Reproduce the data exactly. Omit no record.

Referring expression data
══════════════════════════════
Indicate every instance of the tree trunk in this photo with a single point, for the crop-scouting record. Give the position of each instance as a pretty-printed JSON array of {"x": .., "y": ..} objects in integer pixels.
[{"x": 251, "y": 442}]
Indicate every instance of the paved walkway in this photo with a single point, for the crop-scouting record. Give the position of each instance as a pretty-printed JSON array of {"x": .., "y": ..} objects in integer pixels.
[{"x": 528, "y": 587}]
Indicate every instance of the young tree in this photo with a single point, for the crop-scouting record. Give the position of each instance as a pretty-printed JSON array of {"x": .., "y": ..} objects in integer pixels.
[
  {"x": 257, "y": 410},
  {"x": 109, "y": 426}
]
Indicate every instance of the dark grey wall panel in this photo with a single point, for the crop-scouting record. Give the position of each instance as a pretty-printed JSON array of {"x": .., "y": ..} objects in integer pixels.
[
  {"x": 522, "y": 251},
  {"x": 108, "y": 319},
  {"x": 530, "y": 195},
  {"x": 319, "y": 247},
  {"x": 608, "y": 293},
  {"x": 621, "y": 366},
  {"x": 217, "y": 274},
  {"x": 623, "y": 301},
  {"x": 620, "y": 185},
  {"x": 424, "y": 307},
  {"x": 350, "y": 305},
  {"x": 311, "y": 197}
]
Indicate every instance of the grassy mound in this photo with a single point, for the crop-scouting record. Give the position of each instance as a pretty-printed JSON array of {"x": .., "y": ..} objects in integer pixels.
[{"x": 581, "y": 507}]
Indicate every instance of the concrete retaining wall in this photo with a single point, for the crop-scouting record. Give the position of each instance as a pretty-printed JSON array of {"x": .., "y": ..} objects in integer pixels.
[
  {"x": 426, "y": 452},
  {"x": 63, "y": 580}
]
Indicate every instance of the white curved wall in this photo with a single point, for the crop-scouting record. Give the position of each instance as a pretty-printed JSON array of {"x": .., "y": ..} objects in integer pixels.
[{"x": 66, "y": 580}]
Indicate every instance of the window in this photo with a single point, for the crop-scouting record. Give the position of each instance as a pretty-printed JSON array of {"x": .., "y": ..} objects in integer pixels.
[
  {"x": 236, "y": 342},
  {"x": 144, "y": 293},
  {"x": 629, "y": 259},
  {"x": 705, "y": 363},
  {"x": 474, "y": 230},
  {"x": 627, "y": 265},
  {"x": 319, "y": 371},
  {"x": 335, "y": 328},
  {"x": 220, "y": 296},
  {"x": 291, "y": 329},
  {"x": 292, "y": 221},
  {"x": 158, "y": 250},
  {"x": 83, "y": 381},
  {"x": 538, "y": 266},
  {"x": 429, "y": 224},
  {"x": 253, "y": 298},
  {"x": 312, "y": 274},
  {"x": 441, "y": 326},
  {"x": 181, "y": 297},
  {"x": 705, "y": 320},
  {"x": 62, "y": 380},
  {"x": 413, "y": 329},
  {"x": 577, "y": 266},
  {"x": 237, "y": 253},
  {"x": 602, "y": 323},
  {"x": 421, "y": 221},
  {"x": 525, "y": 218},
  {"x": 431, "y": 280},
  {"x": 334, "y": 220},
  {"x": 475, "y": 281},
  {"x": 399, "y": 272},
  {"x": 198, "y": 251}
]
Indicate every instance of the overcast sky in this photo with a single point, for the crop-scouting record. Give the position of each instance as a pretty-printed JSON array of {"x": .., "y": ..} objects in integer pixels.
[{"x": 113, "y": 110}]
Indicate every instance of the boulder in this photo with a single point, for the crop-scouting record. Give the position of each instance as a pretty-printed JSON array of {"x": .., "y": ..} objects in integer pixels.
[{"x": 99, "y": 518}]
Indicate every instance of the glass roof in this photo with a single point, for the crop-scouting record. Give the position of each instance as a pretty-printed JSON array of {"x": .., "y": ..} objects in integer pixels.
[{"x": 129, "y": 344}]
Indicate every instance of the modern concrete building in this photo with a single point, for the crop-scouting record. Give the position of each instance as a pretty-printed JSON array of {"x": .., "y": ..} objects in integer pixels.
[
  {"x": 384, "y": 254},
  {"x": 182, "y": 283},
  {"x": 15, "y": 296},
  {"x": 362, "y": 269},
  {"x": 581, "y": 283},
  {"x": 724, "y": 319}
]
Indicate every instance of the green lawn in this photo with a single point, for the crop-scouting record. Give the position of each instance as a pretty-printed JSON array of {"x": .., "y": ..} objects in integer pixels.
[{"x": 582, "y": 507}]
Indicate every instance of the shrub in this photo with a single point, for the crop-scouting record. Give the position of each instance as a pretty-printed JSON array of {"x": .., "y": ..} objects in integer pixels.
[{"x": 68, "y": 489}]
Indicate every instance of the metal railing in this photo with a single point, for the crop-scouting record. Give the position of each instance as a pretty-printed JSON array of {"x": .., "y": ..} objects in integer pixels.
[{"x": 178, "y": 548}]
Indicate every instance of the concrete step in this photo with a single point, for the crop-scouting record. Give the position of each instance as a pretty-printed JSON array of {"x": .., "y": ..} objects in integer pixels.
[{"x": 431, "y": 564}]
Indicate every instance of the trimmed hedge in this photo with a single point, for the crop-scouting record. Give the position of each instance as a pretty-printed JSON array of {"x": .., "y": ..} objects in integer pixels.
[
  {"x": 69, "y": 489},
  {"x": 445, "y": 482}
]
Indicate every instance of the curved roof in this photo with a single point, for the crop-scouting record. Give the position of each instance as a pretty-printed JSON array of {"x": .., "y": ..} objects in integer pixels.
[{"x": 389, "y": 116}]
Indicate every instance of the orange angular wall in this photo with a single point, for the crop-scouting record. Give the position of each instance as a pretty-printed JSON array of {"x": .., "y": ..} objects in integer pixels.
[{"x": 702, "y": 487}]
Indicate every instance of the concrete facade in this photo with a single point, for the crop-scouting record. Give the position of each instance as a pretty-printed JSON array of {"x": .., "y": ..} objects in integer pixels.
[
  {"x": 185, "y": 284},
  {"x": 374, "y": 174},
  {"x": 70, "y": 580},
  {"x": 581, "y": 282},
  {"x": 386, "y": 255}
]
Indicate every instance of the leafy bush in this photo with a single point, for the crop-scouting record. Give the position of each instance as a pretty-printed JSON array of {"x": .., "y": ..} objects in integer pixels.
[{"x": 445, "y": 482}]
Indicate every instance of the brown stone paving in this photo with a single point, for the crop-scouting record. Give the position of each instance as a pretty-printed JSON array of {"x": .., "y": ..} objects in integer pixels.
══════════════════════════════
## Response
Indicate every instance of the tree trunk in this photo with a single point, for the crop-scouting record. Give the position of each instance as a pretty-printed JSON array of {"x": .., "y": ..} objects in integer pixels.
[{"x": 251, "y": 442}]
Indicate every instance of the paved walkway in this photo with a single point, for the crop-scouting record. Give the position of each instance as a pretty-printed JSON array of {"x": .., "y": ..} objects in integer pixels.
[{"x": 528, "y": 587}]
Indicate every instance of the young tree in this photo with a single point, for the crop-scouting record. Give the position of each instance as a pretty-printed JSON array of {"x": .., "y": ..} objects in integer pixels.
[
  {"x": 257, "y": 410},
  {"x": 109, "y": 426}
]
Indicate every instance of the dark grey wall panel in this photo with a single point, for the crop-scouting record. Give the position of each instance as a pretty-printed JSON array of {"x": .., "y": ..} objects in integer pixels.
[
  {"x": 522, "y": 251},
  {"x": 108, "y": 319},
  {"x": 530, "y": 195},
  {"x": 319, "y": 247},
  {"x": 608, "y": 293},
  {"x": 621, "y": 366},
  {"x": 217, "y": 274},
  {"x": 623, "y": 301},
  {"x": 620, "y": 185},
  {"x": 424, "y": 307},
  {"x": 350, "y": 305},
  {"x": 311, "y": 197}
]
Indicate every instance of the grassy mound in this photo with a single point, for the crop-scouting record. Give the position of each instance as a pretty-printed JSON array of {"x": .., "y": ..} objects in integer pixels.
[{"x": 581, "y": 507}]
Indicate every instance of the concrete retaining wall in this photo with a single point, for the crop-scouting record. Give the position of each instance as a pretty-printed JSON array of {"x": .., "y": ..} objects in integer pixels.
[
  {"x": 426, "y": 452},
  {"x": 63, "y": 580}
]
Indicate every instance of the white curved wall in this photo with a single point, for the crop-scouting record. Give the position of each instance as a pretty-printed JSON array of {"x": .., "y": ..} objects in integer pixels.
[{"x": 66, "y": 580}]
Indicate every instance of the window in this photo with a single point, for the crop-scouting record. Give the position of each instance as a pretty-printed JSON array of {"x": .., "y": ..} objects in integer pixels.
[
  {"x": 236, "y": 342},
  {"x": 144, "y": 293},
  {"x": 629, "y": 259},
  {"x": 705, "y": 363},
  {"x": 474, "y": 230},
  {"x": 627, "y": 265},
  {"x": 319, "y": 371},
  {"x": 335, "y": 328},
  {"x": 220, "y": 296},
  {"x": 291, "y": 329},
  {"x": 292, "y": 221},
  {"x": 158, "y": 250},
  {"x": 83, "y": 381},
  {"x": 538, "y": 266},
  {"x": 429, "y": 224},
  {"x": 253, "y": 298},
  {"x": 312, "y": 274},
  {"x": 441, "y": 326},
  {"x": 181, "y": 297},
  {"x": 705, "y": 320},
  {"x": 62, "y": 380},
  {"x": 413, "y": 329},
  {"x": 577, "y": 266},
  {"x": 237, "y": 253},
  {"x": 602, "y": 323},
  {"x": 421, "y": 221},
  {"x": 525, "y": 218},
  {"x": 431, "y": 280},
  {"x": 334, "y": 220},
  {"x": 475, "y": 281},
  {"x": 399, "y": 272},
  {"x": 198, "y": 251}
]
Indicate every instance of the overcast sky in this photo with a single point, for the crop-scouting record. Give the position of each instance as a pretty-printed JSON array of {"x": .., "y": ..} objects in integer pixels.
[{"x": 113, "y": 110}]
Indicate every instance of the boulder in this photo with a single point, for the crop-scouting record. Give the position of each instance as a pretty-printed JSON array of {"x": .., "y": ..} objects in integer pixels.
[{"x": 99, "y": 518}]
Indicate every instance of the glass roof in this photo with a single point, for the crop-scouting record. Give the position of each instance as a pretty-printed JSON array of {"x": .., "y": ..} objects in integer pixels.
[{"x": 129, "y": 344}]
Indicate every instance of the modern concrete building in this photo with a single point, for the crop-scouting record. Give the position of each instance as a pretty-printed JSON array of {"x": .., "y": ..} objects in integer pixels.
[
  {"x": 384, "y": 254},
  {"x": 182, "y": 283},
  {"x": 15, "y": 296},
  {"x": 362, "y": 269},
  {"x": 581, "y": 283},
  {"x": 724, "y": 319}
]
Indicate every instance of the green lawn in this photo with a single point, for the crop-scouting record. Give the position of each instance as a pretty-printed JSON array of {"x": .., "y": ..} objects in integer pixels.
[{"x": 582, "y": 507}]
Indicate every instance of the shrub in this photo with a single point, for the crop-scouting record. Give the position of each instance as a pretty-printed JSON array of {"x": .., "y": ..} objects in integer pixels.
[{"x": 68, "y": 489}]
Indicate every instance of the metal railing in this photo with a single point, for the crop-scouting record. Give the position of each instance as a pretty-printed JSON array of {"x": .., "y": ..} objects in integer pixels.
[{"x": 178, "y": 548}]
Indicate every instance of the concrete step in this photo with a single point, for the crop-scouting record. Give the position of each instance as a pretty-printed JSON array of {"x": .., "y": ..} objects in integer pixels.
[{"x": 431, "y": 564}]
Indicate every instance of the trimmed hedge in this photo with a single point, for the crop-scouting record. Give the position of each instance as a pretty-printed JSON array of {"x": .., "y": ..} objects in integer pixels.
[
  {"x": 69, "y": 489},
  {"x": 445, "y": 482}
]
Indicate every instance of the curved roof in this photo with a single point, for the crop-scouting record. Give the position of each instance as a pretty-printed JSON array of {"x": .., "y": ..} objects in integer pixels.
[{"x": 389, "y": 116}]
Indicate every instance of the orange angular wall in this photo with a single point, for the crop-scouting record. Give the position of each instance as a pretty-printed JSON array of {"x": .., "y": ..} objects in integer pixels.
[{"x": 702, "y": 487}]
Indicate every instance of the concrete facade in this photo with a single point, for the crop-scouting record. Give the position of each instance as a pretty-printed JSON array of {"x": .., "y": ..} objects in integer pixels.
[
  {"x": 185, "y": 284},
  {"x": 374, "y": 174},
  {"x": 70, "y": 580},
  {"x": 581, "y": 282},
  {"x": 386, "y": 255}
]
Indicate every instance of the leafy bush in this photo with a single point, for the crop-scouting record. Give the position of each instance as a pretty-printed JSON array of {"x": .., "y": ..} objects in integer pixels.
[{"x": 445, "y": 482}]
Indicate every instance of the brown stone paving in this photo with a single point, for the crop-scouting record. Give the position of each instance as a pretty-printed JSON array of {"x": .., "y": ..} objects in integer pixels.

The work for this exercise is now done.